Material for this exercise:
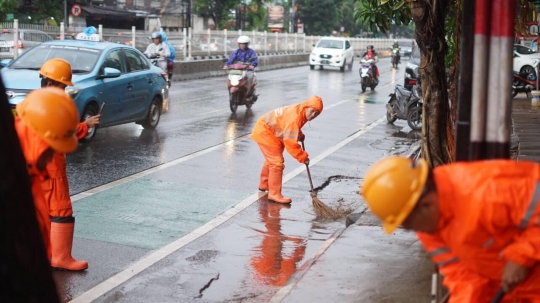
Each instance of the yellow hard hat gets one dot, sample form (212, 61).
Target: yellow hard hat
(52, 115)
(392, 188)
(58, 70)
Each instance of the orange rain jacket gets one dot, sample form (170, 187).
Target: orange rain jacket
(489, 214)
(282, 127)
(33, 147)
(56, 188)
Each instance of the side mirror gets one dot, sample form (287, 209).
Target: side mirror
(109, 72)
(5, 62)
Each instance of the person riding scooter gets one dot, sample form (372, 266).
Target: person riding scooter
(244, 54)
(396, 46)
(157, 49)
(371, 54)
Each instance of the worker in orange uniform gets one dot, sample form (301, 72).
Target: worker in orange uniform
(57, 73)
(46, 122)
(479, 221)
(277, 130)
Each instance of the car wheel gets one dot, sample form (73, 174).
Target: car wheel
(154, 113)
(89, 111)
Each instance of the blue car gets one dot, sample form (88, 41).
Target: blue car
(120, 76)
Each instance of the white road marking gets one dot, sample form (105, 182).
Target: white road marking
(167, 250)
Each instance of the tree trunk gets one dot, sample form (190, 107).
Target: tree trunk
(429, 17)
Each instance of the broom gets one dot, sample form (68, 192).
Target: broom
(321, 209)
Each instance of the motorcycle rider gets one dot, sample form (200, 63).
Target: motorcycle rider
(478, 220)
(157, 49)
(371, 54)
(396, 46)
(57, 73)
(244, 54)
(170, 59)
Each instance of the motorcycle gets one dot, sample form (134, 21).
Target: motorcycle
(237, 85)
(523, 83)
(395, 57)
(406, 105)
(366, 74)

Task details: Beginning with the line that contains "Target: motorcycle rider", retype every remaining line of the listing exactly, ending with the last one.

Task answer:
Target: motorcycle rider
(478, 220)
(157, 49)
(371, 54)
(396, 46)
(57, 73)
(244, 54)
(170, 59)
Each instance of the motorcycle gets one dot, sample form (134, 21).
Target: motorcycle
(237, 85)
(523, 83)
(395, 57)
(406, 105)
(366, 74)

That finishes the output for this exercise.